- Text passage:

Deep thinkers are agog over Thomas Piketty’s new book on capitalism. Presumably, Piketty has demonstrated that capitalism inevitably generates inequality. He adds that inequality is a very bad thing.
Of course, Piketty lives in France where capitalism is barely on life support. The analysis aside, his policy proposals are recycled versions of the French Socialist platform. Link here.
Since the French Socialist government has just been repudiated by the French electorate, American intellectuals are glomming on to its failed policies. What could be more stimulating than trying out policies that have already failed.
Dare we mention that, by definition, French socialism is not the same as free-market capitalism.
I suspect that the war on capitalism has produced far more inequality than capitalism ever has. Surely, radical Marxist governments-- socialism heavy as opposed to socialism light-- have only excelled in producing mass starvation.
In the United States, the current administration has been creating more and more rules and regulations, the better to restrain capitalism by interfering in the markets. The Obamanauts believe that capitalism is intrinsically corrupt and corrupting, so they have, as much as possible, been trying to rein it in.
In the new Obamified economy producing wealth is less important than buying votes. Besides, the country is now running on funny money. Is the essence of capitalism money printing in the basement of the Federal Reserve?
Or, is Federal Reserve policy an effort to constrain the marketplace?
The result of current policy has been more inequality. If anything, it demonstrates that the more you mess with capitalism the more inequality you produce.
Meantime, this morning’s Wall Street Journal contains an article by Robert Mananto and Michael Crouch where they demonstrate that rising inequality correlates perfectly with the rise of single-family homes. And yes, I do know that correlation does not necessarily imply causation. I also know that correlation does not necessarily imply a lack of causation.
Broken and single-parent homes are the fallout from America’s great cultural revolution. Americans have been liberated from the traditional family structure. You know, the one that contained breadwinner fathers and homemaker mothers. Americans have overcome the nuclear family. Unfortunately, they are less well-off for as much.
Mananto and Crouch write:
The two-parent family has declined rapidly in recent decades. In 1960, more than 76% of African-Americans and nearly 97% of whites were born to married couples. Today the percentage is 30% for blacks and 70% for whites. The out-of-wedlock birthrate for Hispanics surpassed 50% in 2006. This trend, coupled with high divorce rates, means that roughly 25% of American children now live in single-parent homes, twice the percentage in Europe (12%). Roughly a third of American children live apart from their fathers.

- Required action A:
For each statement, answer yes or no according to the Piketty post and quote the words that decide it.
(i) The author calls Piketty's policy proposals recycled versions of the French Socialist platform.
(ii) The author says correlation necessarily implies causation.
(iii) The out-of-wedlock birthrate for Hispanics surpassed 50% in 2006.
- Required action B:
Answer these questions from the Piketty post:
(i) In which country does Piketty live?
(ii) Which newspaper carried the article by Mananto and Crouch?
(iii) What share of American children live in single-parent homes?
- Required action C: Resume the Piketty post, starting right after its closing sentence.
The entries have no connection to the Piketty post.

- Information shown:
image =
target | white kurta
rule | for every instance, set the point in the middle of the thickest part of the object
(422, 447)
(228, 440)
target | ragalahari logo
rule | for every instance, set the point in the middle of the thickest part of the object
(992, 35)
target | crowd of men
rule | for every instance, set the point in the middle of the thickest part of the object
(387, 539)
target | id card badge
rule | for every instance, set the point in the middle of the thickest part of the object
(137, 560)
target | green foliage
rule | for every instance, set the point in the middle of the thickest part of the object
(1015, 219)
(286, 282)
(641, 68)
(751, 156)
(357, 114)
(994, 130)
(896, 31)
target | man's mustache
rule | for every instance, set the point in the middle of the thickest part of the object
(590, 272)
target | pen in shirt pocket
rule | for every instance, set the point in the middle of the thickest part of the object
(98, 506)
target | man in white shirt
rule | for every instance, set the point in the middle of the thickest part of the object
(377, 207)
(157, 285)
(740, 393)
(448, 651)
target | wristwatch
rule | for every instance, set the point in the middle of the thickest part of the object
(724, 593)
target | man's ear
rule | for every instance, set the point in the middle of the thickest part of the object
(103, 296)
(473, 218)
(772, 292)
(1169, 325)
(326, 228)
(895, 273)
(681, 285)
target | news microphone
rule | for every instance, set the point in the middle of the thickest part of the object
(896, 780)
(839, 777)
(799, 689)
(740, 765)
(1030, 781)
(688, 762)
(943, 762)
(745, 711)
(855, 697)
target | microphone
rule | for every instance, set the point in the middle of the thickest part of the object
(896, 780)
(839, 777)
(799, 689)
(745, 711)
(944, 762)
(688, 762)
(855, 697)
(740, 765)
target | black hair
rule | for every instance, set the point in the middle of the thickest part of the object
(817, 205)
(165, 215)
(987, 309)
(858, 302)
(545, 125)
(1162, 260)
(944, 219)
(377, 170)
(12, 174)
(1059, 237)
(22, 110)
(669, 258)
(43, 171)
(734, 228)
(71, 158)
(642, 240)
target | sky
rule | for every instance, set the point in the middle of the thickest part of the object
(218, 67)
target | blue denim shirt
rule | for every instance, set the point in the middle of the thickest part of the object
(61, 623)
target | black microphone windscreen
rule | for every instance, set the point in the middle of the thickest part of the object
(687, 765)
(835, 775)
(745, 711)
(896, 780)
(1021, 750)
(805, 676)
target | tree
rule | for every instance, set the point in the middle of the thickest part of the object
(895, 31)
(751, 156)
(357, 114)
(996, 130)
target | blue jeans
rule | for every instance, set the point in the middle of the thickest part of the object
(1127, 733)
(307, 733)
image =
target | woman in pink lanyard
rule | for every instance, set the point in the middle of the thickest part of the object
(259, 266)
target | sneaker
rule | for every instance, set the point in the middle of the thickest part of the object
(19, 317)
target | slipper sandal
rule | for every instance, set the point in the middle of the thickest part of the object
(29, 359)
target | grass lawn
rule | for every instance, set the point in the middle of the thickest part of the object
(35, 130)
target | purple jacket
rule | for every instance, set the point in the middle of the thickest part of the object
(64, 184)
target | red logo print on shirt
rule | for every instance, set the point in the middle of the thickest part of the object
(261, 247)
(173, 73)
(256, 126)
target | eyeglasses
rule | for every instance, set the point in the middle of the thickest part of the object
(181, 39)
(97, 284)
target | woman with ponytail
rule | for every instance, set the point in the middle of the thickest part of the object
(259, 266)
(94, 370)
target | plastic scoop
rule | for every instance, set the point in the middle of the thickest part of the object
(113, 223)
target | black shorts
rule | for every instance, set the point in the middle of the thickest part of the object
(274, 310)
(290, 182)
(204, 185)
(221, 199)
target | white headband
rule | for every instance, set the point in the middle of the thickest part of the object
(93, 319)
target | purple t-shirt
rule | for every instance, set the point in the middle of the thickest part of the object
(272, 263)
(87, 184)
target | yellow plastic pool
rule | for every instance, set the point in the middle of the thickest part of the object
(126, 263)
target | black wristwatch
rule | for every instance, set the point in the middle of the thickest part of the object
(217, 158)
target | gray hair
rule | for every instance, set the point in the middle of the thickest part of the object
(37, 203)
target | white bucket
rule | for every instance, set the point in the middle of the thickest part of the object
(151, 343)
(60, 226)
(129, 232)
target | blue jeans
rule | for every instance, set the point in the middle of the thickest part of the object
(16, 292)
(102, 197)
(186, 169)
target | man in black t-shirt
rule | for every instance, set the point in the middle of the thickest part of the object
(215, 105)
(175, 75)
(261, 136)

- Answer space A:
(i) Yes: "his policy proposals are recycled versions of the French Socialist platform"
(ii) No: "I do know that correlation does not necessarily imply causation"
(iii) Yes: "The out-of-wedlock birthrate for Hispanics surpassed 50% in 2006."

- Answer space B:
(i) France
(ii) The Wall Street Journal
(iii) Roughly 25%

- Answer space C:
Living in a deconstructed family is bad for your health or your emotional well-being. Presumably this means that children of broken homes are not capable of adding very much value to any enterprise they undertake. They do not have the good character or the intellectual skills to earn a decent wage. More and more they are becoming a permanent underclass, dependent on the government for their subsistence.
Even when opportunities are available, these young people do not have what it takes to profit from them.
Maranto and Crouch write:
In an essay for the Institute for Family Studies last December, called "Even for Rich Kids, Marriage Matters," University of Virginia sociologist W. Bradford Wilcox reported that children in high-income households who experienced family breakups don't fare as well emotionally, psychologically, educationally or, in the end, economically as their two-parent-family peers.
Abuse, behavioral problems and psychological issues of all kinds, such as developmental behavior problems or concentration issues, are less common for children of married couples than for cohabiting or single parents, according to a 2003 Centers for Disease Control study of children's health. The causal pathways are about as clear as those from smoking to cancer.
More than 20% of children in single-parent families live in poverty long-term, compared with 2% of those raised in two-parent families, according to education-policy analyst Mitch Pearlstein's 2011 book "From Family Collapse to America's Decline." The poverty rate would be 25% lower if today's family structure resembled that of 1970, according to the 2009 report "Creating an Opportunity Society" from Brookings Institution analysts Ron Haskins and Isabel Sawhill. A 2006 article in the journal Demography by Penn State sociologist Molly Martin estimates that 41% of the economic inequality created between 1976-2000 was the result of changed family structure.
For the record, the Brookings Institute is a left-of-center think tank.
Those who hate capitalism and blame it for all the world’s evils would be unpersuaded. They are not going to admit that the cultural revolution that they promoted could possibly be responsible for the current social turmoil and the rising inequality.